***** DATA PROVIDED *****
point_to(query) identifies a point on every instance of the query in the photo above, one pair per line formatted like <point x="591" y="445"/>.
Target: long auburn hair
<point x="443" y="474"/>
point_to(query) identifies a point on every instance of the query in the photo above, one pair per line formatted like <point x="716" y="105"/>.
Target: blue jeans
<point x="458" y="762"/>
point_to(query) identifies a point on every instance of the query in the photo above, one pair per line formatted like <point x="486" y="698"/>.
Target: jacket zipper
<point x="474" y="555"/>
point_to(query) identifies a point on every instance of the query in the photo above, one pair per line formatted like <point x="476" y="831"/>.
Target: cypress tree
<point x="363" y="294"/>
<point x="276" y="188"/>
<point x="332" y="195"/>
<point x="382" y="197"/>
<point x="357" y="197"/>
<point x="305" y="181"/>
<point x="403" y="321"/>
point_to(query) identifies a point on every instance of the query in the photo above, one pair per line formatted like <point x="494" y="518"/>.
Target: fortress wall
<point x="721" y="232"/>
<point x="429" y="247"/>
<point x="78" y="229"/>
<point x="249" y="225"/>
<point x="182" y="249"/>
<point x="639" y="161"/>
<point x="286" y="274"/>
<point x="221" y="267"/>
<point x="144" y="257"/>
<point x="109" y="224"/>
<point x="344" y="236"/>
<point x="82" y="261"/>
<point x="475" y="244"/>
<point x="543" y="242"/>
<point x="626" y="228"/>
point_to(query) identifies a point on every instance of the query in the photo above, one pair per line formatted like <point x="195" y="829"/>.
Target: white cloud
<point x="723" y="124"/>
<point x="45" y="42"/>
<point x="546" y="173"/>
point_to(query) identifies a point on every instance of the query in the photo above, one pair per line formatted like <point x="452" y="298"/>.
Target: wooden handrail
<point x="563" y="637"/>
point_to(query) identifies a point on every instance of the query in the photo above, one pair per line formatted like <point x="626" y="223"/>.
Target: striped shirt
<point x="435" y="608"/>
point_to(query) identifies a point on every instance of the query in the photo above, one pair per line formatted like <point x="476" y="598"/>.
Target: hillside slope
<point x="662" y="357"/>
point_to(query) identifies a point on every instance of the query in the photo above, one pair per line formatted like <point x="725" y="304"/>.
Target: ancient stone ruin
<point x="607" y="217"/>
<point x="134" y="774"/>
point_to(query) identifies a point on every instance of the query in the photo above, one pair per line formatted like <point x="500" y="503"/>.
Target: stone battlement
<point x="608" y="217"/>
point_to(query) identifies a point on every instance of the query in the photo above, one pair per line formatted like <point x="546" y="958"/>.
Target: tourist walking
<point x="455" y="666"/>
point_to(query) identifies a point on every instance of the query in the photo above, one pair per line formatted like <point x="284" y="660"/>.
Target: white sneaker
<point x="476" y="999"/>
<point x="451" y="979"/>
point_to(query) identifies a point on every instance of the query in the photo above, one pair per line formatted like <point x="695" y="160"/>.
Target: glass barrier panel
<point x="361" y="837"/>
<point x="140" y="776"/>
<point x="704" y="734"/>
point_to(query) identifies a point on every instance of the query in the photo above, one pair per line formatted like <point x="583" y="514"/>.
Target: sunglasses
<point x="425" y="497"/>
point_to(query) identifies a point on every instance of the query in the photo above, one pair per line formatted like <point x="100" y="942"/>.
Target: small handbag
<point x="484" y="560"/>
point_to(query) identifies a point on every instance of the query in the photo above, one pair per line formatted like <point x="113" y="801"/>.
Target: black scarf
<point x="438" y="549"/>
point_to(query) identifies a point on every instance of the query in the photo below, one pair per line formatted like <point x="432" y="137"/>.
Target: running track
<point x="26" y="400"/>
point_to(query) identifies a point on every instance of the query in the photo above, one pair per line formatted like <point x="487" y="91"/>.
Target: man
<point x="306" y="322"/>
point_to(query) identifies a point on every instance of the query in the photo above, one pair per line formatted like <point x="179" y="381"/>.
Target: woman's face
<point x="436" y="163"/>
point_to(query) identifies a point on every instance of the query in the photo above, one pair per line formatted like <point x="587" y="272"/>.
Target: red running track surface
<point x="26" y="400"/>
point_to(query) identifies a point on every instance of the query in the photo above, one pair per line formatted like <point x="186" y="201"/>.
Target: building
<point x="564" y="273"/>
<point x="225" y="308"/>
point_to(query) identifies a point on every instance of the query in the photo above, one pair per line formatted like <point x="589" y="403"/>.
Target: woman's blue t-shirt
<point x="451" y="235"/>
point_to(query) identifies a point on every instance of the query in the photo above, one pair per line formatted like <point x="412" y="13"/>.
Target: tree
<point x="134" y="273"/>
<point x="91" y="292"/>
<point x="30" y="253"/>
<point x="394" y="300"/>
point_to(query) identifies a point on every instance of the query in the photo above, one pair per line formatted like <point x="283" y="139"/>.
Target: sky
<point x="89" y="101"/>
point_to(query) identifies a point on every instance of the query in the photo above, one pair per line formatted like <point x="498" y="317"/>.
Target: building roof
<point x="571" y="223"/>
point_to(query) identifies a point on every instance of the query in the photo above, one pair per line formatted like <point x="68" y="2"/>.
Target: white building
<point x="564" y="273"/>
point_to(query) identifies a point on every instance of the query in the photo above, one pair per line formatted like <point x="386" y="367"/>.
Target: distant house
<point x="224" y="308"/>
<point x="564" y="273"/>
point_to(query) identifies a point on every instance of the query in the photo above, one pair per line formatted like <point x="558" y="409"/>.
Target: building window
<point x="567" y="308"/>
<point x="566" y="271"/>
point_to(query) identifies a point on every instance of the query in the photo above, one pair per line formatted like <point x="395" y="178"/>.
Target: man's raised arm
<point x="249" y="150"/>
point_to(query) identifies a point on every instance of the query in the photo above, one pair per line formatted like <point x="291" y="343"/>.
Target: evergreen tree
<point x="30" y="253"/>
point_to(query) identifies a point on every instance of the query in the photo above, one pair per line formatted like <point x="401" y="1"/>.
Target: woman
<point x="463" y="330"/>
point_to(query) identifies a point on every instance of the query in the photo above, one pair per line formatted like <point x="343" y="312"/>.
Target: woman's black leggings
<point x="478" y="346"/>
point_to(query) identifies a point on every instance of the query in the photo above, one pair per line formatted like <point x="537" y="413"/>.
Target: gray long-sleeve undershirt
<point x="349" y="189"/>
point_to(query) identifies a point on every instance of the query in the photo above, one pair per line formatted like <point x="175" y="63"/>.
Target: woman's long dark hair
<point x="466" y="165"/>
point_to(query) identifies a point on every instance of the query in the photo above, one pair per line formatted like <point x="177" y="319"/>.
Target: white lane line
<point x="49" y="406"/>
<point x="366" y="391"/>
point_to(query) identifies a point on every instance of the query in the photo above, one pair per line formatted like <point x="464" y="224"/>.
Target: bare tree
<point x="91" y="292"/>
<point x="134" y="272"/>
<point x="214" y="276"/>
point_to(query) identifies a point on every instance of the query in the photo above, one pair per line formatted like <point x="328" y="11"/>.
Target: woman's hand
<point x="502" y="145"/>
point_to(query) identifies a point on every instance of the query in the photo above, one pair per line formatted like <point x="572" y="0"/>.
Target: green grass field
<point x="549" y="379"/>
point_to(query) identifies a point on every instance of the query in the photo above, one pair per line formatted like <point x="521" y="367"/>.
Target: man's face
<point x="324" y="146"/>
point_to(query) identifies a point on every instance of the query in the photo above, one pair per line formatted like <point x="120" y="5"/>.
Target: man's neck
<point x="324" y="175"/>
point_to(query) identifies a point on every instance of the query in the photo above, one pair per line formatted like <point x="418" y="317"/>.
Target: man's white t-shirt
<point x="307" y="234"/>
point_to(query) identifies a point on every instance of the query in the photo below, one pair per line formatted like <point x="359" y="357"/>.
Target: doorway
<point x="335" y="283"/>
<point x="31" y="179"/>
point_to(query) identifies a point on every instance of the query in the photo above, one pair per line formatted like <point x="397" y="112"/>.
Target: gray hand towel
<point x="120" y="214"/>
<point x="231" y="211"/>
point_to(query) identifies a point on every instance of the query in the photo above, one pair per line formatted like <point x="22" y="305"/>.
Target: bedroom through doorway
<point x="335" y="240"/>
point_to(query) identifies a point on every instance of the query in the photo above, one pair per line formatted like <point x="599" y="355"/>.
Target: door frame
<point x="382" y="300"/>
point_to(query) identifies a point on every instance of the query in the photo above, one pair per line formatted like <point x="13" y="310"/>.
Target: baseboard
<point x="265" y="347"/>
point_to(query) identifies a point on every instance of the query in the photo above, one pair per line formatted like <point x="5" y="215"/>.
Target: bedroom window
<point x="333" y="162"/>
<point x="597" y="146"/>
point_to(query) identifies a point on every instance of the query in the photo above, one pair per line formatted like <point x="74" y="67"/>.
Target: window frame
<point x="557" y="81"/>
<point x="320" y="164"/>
*****
TASK ITEM> From the data above, copy every line where "below" appears.

EXERCISE SOLUTION>
point_to(query) identifies a point on every instance of the query in the photo below, one pair per line formatted like <point x="432" y="137"/>.
point_to(query) identifies a point on every instance of the query in the photo below, one pair per line formatted like <point x="359" y="357"/>.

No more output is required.